:: Provided data ::
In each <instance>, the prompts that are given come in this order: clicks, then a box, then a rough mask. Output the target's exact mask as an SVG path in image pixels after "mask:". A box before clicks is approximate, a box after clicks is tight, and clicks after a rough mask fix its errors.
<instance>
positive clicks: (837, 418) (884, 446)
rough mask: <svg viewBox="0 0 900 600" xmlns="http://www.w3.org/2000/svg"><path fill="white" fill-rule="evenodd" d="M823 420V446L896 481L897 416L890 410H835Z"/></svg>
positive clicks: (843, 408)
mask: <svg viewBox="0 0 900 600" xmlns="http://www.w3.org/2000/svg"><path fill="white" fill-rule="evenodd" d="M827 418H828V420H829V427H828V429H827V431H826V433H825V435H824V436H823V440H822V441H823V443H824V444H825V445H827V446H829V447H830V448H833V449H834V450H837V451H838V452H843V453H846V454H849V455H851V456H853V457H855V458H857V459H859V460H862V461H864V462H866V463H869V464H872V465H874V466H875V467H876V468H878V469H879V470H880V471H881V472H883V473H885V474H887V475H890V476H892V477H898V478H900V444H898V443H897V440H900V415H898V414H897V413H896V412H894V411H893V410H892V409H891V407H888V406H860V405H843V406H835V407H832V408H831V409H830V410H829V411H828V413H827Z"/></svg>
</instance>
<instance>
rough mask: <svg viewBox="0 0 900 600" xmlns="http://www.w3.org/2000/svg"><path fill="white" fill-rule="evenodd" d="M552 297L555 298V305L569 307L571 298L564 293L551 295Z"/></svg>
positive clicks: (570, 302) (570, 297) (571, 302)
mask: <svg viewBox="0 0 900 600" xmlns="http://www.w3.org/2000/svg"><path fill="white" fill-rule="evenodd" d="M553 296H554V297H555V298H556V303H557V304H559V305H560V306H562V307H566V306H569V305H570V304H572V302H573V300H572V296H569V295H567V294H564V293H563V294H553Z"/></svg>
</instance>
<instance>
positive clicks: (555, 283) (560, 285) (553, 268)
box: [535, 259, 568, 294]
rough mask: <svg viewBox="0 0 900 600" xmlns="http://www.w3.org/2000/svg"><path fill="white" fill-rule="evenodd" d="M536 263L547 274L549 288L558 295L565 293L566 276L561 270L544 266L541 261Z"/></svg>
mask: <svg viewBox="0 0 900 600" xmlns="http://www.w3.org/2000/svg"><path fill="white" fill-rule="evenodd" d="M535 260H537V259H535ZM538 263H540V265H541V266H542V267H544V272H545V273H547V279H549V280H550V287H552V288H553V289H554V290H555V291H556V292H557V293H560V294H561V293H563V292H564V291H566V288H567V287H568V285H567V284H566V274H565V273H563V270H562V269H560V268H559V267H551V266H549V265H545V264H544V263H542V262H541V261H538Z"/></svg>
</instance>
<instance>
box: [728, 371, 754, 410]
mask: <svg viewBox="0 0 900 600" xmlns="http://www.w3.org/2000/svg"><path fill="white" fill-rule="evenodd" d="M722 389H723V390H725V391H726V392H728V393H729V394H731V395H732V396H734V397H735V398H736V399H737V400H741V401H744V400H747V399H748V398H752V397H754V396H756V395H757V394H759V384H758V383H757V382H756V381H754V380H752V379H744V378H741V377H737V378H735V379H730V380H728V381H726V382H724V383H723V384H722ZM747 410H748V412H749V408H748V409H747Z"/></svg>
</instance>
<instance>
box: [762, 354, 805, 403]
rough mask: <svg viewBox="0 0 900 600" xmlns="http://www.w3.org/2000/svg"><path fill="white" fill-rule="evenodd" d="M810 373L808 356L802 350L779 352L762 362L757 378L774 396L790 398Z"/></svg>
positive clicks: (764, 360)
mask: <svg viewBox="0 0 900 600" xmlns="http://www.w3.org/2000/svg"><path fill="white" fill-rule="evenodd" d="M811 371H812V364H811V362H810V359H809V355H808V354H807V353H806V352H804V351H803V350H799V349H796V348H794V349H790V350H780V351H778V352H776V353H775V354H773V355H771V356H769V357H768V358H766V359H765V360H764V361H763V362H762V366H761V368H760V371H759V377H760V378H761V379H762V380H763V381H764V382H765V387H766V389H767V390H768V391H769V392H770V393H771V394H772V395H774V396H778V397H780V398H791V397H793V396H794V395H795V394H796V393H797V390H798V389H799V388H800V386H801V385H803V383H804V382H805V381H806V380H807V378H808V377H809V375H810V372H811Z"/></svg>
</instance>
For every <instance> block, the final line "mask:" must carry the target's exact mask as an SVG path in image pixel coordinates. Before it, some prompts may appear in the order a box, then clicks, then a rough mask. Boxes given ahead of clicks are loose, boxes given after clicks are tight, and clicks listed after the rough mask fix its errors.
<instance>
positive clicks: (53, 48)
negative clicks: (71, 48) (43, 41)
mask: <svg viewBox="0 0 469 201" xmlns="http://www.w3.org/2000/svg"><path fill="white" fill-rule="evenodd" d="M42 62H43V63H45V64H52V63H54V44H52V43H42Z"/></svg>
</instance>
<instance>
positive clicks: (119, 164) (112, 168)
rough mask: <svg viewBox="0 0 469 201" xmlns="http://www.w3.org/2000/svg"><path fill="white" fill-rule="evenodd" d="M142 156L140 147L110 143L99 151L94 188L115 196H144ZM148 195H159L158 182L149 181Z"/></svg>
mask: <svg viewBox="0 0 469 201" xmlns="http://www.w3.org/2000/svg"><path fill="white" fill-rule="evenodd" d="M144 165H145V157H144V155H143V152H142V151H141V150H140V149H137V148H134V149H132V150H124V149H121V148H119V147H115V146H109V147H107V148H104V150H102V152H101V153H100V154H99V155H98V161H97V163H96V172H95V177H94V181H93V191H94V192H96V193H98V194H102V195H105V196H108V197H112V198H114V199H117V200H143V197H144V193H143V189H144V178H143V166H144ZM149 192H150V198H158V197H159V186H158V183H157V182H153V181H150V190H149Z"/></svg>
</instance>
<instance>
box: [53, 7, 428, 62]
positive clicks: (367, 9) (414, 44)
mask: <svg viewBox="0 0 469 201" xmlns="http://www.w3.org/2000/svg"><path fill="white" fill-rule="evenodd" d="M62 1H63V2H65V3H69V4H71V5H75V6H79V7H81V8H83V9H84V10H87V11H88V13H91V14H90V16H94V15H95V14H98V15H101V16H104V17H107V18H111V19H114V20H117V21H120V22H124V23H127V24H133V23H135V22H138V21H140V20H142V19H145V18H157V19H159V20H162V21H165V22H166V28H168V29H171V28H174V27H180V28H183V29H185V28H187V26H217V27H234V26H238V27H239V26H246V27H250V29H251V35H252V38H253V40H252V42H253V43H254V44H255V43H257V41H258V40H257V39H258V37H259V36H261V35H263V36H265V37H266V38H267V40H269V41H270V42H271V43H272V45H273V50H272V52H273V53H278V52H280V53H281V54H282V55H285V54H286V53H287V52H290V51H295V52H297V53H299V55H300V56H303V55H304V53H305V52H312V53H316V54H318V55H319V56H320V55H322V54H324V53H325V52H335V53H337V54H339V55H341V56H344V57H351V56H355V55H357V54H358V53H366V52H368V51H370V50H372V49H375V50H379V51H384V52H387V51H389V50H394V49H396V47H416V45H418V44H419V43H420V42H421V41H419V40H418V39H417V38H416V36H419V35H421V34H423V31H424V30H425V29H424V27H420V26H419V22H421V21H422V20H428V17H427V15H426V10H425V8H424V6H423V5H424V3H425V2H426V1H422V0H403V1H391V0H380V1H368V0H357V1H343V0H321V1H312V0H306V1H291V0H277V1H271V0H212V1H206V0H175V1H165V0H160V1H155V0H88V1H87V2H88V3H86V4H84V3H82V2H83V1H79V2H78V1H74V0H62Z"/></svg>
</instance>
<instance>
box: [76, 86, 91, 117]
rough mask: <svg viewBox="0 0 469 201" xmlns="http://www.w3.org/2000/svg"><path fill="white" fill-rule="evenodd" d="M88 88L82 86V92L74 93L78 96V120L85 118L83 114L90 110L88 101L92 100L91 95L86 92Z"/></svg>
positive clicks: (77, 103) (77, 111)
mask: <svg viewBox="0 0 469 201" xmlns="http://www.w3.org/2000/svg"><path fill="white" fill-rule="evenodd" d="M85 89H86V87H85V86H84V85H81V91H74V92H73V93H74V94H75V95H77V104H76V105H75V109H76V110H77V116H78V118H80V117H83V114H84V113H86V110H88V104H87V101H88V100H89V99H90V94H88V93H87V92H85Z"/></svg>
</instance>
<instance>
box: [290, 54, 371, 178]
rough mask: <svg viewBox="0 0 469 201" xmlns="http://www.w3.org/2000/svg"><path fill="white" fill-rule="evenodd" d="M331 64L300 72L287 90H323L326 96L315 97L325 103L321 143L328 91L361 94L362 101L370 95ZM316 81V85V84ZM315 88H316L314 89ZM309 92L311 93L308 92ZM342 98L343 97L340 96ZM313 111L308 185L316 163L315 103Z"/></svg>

:: How to complete this task ::
Nothing but the lines from the one containing "88L82 86V92L74 93L78" through the final line of the listing above belongs in the answer; set them down exactly.

:: Solution to the exercise ::
rough mask: <svg viewBox="0 0 469 201" xmlns="http://www.w3.org/2000/svg"><path fill="white" fill-rule="evenodd" d="M88 88L82 86V92L74 93L78 96V120L85 118L83 114L90 110L88 101L92 100L91 95L86 92Z"/></svg>
positive clicks: (77, 103) (77, 111)
mask: <svg viewBox="0 0 469 201" xmlns="http://www.w3.org/2000/svg"><path fill="white" fill-rule="evenodd" d="M85 89H86V87H85V86H84V85H81V91H74V92H73V93H74V94H75V95H77V104H76V105H75V109H76V110H77V116H78V118H80V117H83V114H84V113H86V110H88V104H87V101H88V100H89V99H90V94H88V93H87V92H85Z"/></svg>
</instance>
<instance>
box: [290, 54, 371, 178]
rough mask: <svg viewBox="0 0 469 201" xmlns="http://www.w3.org/2000/svg"><path fill="white" fill-rule="evenodd" d="M331 64L300 72L287 90H323L326 96L315 97L325 103L321 143L328 91L361 94L362 101L370 95ZM316 81V85V84ZM315 88H316L314 89ZM309 92L311 93L308 92ZM342 98L343 97L340 96ZM313 111L308 185L316 163L315 103Z"/></svg>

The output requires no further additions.